■ EXERCISE REQUIREMENTS: When the string "given" appears in a line of the records, show the whole line.

RECORDED INFORMATION START

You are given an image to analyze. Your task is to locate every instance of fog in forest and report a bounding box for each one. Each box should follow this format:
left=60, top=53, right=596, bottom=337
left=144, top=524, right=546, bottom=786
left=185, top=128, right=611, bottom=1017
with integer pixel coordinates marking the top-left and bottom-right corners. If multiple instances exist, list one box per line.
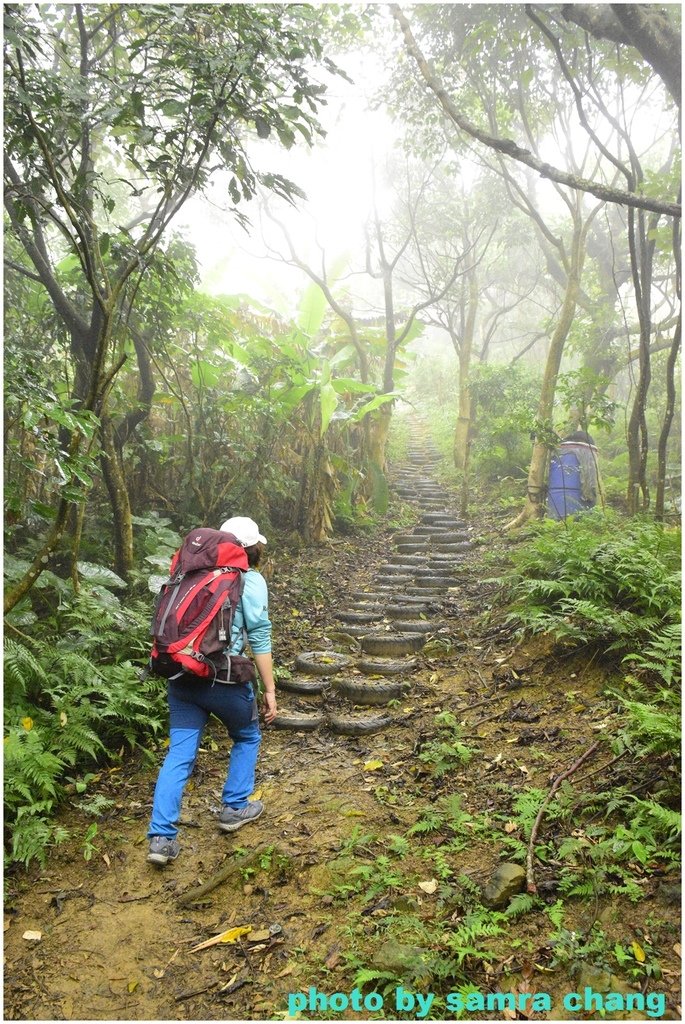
left=4, top=7, right=681, bottom=1019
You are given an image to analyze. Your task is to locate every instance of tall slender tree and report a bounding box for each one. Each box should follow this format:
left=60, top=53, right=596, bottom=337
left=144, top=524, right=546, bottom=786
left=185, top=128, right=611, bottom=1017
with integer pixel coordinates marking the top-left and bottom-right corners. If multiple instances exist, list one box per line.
left=4, top=3, right=340, bottom=608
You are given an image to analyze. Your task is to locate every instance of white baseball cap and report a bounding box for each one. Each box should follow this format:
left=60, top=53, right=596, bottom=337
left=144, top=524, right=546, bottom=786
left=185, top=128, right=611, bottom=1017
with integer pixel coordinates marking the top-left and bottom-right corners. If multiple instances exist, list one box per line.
left=220, top=516, right=267, bottom=547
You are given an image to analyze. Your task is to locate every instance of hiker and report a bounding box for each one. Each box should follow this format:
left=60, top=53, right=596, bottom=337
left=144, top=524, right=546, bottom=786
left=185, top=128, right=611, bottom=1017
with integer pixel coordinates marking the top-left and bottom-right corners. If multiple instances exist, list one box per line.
left=547, top=430, right=603, bottom=520
left=147, top=516, right=277, bottom=866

RECORDED INFORMATION END

■ ANSWER SPACE:
You are given an image to analyze. Your task is to locate every instance of fog in forest and report a bounding box for each one. Each box should follow this format:
You are given an image to analyze. Your task is to locate every instance of tall slender tree and report a bounding box for each one. Each box should follow this format:
You are given an image to analyze. Your task is to locate every instance of white baseball cap and report a bounding box for each one. Each box should follow this format:
You are given an image to analyze. Your task is to locate every instance of hiker and report a bounding box for each one. Each box should follow this format:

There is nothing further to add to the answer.